Data -
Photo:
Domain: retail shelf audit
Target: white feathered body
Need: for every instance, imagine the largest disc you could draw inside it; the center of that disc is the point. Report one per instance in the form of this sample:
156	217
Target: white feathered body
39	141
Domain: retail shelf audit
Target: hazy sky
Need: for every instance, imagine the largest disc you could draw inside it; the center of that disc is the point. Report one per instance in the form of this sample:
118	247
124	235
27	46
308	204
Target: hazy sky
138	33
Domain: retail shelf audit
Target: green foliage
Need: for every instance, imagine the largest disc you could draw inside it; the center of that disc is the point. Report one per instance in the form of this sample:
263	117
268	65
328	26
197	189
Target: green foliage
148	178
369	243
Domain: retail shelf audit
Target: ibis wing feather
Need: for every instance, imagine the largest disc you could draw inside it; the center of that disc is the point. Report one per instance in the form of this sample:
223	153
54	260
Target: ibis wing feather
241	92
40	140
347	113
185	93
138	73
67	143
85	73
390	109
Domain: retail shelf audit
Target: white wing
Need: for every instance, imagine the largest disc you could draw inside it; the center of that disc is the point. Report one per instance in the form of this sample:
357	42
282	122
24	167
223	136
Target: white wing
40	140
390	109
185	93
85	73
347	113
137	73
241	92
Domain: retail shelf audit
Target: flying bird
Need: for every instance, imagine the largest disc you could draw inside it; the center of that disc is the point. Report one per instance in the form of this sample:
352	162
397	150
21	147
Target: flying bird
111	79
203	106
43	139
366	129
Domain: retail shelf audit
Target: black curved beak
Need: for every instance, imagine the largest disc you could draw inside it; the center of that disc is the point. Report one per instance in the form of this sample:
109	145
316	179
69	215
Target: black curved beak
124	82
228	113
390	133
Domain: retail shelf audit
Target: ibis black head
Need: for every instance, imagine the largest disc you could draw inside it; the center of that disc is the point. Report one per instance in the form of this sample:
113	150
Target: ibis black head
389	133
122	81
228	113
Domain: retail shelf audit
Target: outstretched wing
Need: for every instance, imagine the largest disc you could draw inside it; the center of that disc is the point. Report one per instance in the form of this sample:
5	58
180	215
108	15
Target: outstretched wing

What is needed - Type out the whole of the data again, exactly as shown.

Result -
Photo:
Domain: retail shelf audit
Target: white feathered body
Need: for every instance, imagine the largest disc you could draw inside it; the center of that disc is the point. Report one per instance in the form of this sample:
156	217
Target: white feathered body
39	141
Domain: retail shelf audit
Target: hazy sky
Need: for every instance, imagine the largest disc you could draw inside it; the center of that disc is the point. Report one per instance in the form of this sample:
118	247
124	235
27	46
308	204
Target: hazy sky
138	33
Domain: retail shelf audit
Target: green foliage
Need: for every instance, imagine the largest disc you could draw inside it; the center of that disc is the point. Report one per instance in the form of this sample:
263	117
268	65
328	26
197	189
Target: green foliage
148	178
369	243
Domain: retail shelf audit
Target: ibis wing feather
Need: for every instance, imagine the largest disc you could draw inside it; the center of that disc is the point. Report one per instance in the form of this sample:
223	153
54	260
Target: ibis wing feather
241	92
40	140
347	113
185	93
138	73
67	143
85	73
390	109
Domain: retail shelf audit
Target: white wing
Need: for every instance, imagine the largest disc you could draw inside it; the center of that disc is the point. Report one per instance in the form of this sample:
357	42
282	122
24	167
223	136
Target: white wing
40	140
390	109
185	93
85	73
347	113
137	73
241	92
Domain: retail shelf audit
Target: flying bird
Need: for every instance, imagine the largest disc you could draw inside it; the center of that disc is the point. Report one per instance in the form of this sample:
352	162
397	150
21	147
Target: flying bird
111	79
203	106
43	139
366	129
Domain: retail shelf audit
Target: black curved beak
Need: for every instance, imagine the largest disc you could draw inside it; the center of that disc is the point. Report one per instance in the form of this sample:
109	145
316	179
69	215
Target: black curved beak
124	82
228	113
390	133
Domain: retail shelf audit
Target: ibis black head
Need: for every instance, imagine the largest disc you could draw inside it; the center of that disc is the point. Report one per instance in the form of this sample:
113	150
Target: ibis black head
389	133
122	81
228	113
Domain: retail shelf audit
Target: outstretched wing
Need: for every instance, imagine the largest disc you could draw inside it; the center of that disc is the point. Report one per instance in the form of this sample:
5	58
180	215
108	15
Target: outstretched wing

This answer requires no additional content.